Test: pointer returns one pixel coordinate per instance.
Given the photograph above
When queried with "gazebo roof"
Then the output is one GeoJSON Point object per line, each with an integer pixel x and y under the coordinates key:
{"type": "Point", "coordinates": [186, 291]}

→ **WHAT IS REQUIRED**
Write the records out again. Each one must match exactly.

→ **OUTPUT FOR THIS EXERCISE**
Test: pointer returns one pixel coordinate per instance.
Given the photograph above
When queried with "gazebo roof"
Then the output is one GeoJSON Point object per line, each with an integer pixel x and y under the coordinates key:
{"type": "Point", "coordinates": [186, 291]}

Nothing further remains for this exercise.